* _Tasks to complete_
- a) Please copy the passage on Holloway and the Zapatistas, starting at "Similar concerns apply" and ending at "education systems [44].", and replace "EZLN" with "Zapatista movement" throughout.
- b) Carry on the passage on Holloway and the Zapatistas from its final sentence.

---------- Selected text ----------

Similar concerns apply to the self-governed communities in Chiapas led by Marcos and the EZLN (Zapatista Army of National Liberation). While the Mexican government has decided, perhaps for the sake of political stability, to permit the continued existence of the EZLN self-governed communities in the Lacandona jungle—one of the poorest and most isolated parts of the country—these communities continue to be subject to the same powerful pressures of capitalism. As the veteran Latin American leftist Guillermo Almeyra points out, they are still immersed in the market, forced to sell their labor for most of the year, to buy tools, fertilizers, and agricultural products unavailable in the Zapatista zones, to sell or exchange their products in town markets outside of their own region, and even to turn to the official health and education systems [44].

For Holloway, however, these movements are the “cracks” whose growth will bring the revolution. Thus, revolution for him is a question of movement, of direction, but not a break. As he puts it, “Movement is what matters. The possibility of the cracks is in their moving,”  [45]. echoing the outlook of Edward Bernstein and the evolutionism of classical social democracy except, of course, that Holloway clearly advocates an evolutionism of struggle, while the “revisionist” wing of classical social democracy placed a great deal of emphasis on the inevitable development of an electoral political majority that would take over the state and eventually introduce socialism [46].

---------- Provided records ----------

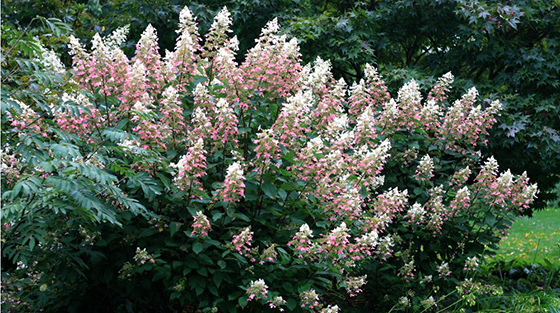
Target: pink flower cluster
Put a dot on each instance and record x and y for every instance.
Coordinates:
(201, 225)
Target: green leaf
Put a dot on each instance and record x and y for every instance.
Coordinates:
(291, 304)
(242, 302)
(218, 278)
(269, 190)
(197, 247)
(174, 227)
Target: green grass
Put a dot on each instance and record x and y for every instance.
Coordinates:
(533, 239)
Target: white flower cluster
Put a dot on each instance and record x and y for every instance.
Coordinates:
(235, 172)
(369, 240)
(315, 78)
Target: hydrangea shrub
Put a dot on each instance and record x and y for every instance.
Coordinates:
(189, 181)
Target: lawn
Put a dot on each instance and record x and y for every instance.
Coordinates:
(534, 239)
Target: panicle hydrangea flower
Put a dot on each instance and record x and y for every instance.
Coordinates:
(257, 290)
(336, 242)
(266, 150)
(460, 177)
(10, 165)
(84, 123)
(272, 66)
(466, 125)
(225, 126)
(315, 78)
(461, 201)
(391, 202)
(471, 264)
(242, 241)
(269, 254)
(277, 302)
(428, 303)
(191, 167)
(292, 123)
(172, 113)
(443, 269)
(354, 285)
(425, 170)
(309, 299)
(301, 241)
(201, 225)
(234, 184)
(202, 126)
(439, 92)
(218, 33)
(142, 256)
(385, 247)
(407, 271)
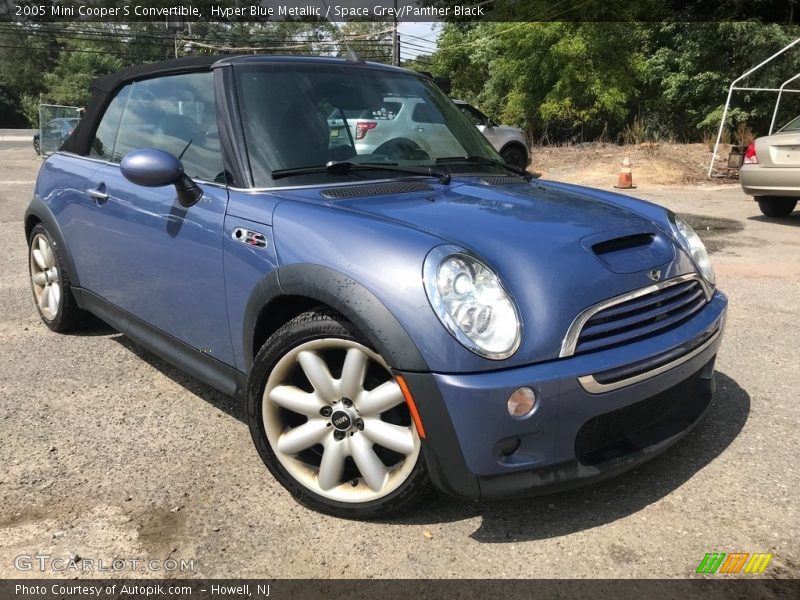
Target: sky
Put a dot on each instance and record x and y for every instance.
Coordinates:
(411, 45)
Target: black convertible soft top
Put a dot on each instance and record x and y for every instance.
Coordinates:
(104, 88)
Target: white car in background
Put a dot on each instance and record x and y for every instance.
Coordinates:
(509, 141)
(397, 116)
(771, 170)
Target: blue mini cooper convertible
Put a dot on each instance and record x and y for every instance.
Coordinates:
(420, 316)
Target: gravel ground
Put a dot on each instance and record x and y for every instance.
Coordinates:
(108, 452)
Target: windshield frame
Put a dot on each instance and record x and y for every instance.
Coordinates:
(462, 129)
(792, 126)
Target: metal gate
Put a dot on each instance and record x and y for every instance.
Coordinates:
(56, 122)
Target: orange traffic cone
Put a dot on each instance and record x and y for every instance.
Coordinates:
(625, 179)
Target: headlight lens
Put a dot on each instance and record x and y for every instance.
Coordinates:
(471, 302)
(695, 247)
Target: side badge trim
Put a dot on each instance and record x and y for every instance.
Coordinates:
(251, 238)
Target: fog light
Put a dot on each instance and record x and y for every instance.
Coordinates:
(521, 402)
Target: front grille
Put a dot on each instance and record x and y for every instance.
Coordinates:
(377, 189)
(642, 316)
(642, 424)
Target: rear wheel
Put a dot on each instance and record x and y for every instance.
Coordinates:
(331, 423)
(776, 207)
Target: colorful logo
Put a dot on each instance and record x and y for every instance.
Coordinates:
(740, 562)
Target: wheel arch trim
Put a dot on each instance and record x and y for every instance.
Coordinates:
(344, 295)
(38, 211)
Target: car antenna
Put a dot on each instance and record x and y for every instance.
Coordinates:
(351, 55)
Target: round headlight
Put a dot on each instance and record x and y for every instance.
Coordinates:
(695, 247)
(471, 302)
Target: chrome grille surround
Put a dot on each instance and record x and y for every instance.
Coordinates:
(570, 342)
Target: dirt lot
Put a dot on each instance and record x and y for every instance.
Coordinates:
(653, 164)
(108, 452)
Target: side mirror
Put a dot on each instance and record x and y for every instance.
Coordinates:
(156, 168)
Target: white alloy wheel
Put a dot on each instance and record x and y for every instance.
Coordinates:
(45, 278)
(348, 438)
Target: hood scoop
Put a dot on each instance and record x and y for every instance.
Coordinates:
(376, 189)
(630, 250)
(502, 180)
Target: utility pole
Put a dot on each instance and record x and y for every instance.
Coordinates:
(395, 39)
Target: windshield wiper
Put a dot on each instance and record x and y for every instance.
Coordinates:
(484, 160)
(344, 166)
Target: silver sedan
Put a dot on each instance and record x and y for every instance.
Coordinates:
(771, 170)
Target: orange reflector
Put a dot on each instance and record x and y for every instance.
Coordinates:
(412, 407)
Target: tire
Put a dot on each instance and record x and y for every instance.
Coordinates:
(50, 283)
(361, 478)
(776, 207)
(515, 156)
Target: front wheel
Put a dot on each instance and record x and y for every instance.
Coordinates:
(331, 423)
(50, 282)
(776, 207)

----------

* _Replies_
- a)
Similar concerns apply to the self-governed communities in Chiapas led by Marcos and the Zapatista movement (Zapatista Army of National Liberation). While the Mexican government has decided, perhaps for the sake of political stability, to permit the continued existence of the Zapatista movement self-governed communities in the Lacandona jungle—one of the poorest and most isolated parts of the country—these communities continue to be subject to the same powerful pressures of capitalism. As the veteran Latin American leftist Guillermo Almeyra points out, they are still immersed in the market, forced to sell their labor for most of the year, to buy tools, fertilizers, and agricultural products unavailable in the Zapatista zones, to sell or exchange their products in town markets outside of their own region, and even to turn to the official health and education systems [44].

- b)
Paradoxical as it may sound, Holloway’s notion of revolution as evolution through struggle is also central to the thought of revolutionary anarchists like anthropologist David Graeber. If, on one hand, Graeber takes a self-styled radical stance supporting the notion of “diversity of tactics” that entitles small minorities of activists to break windows and engage in other similar “trashing” activities. even against the express wishes of the sponsors and the great majority of participants in demonstrations, on the other hand, like Holloway, he rejects the notion of a “clean break,” that is, a revolutionary overthrow of the capitalist system. That is what he does when he speculates on what might have happened had the Spanish anarchists won in 1937. “Spain,” he writes,

would have ended in a situation similar to Chiapas with a stalemate between Anarchist and anti-Anarchist factions that would have tilted in favor of the Anarchists only after a protracted, long lasting, and arduous effort to win over their [statists’] children, which could be accomplished by creating an obviously freer, more pleasurable, more beautiful, secure, relaxed, fulfilling life in the stateless sections [47].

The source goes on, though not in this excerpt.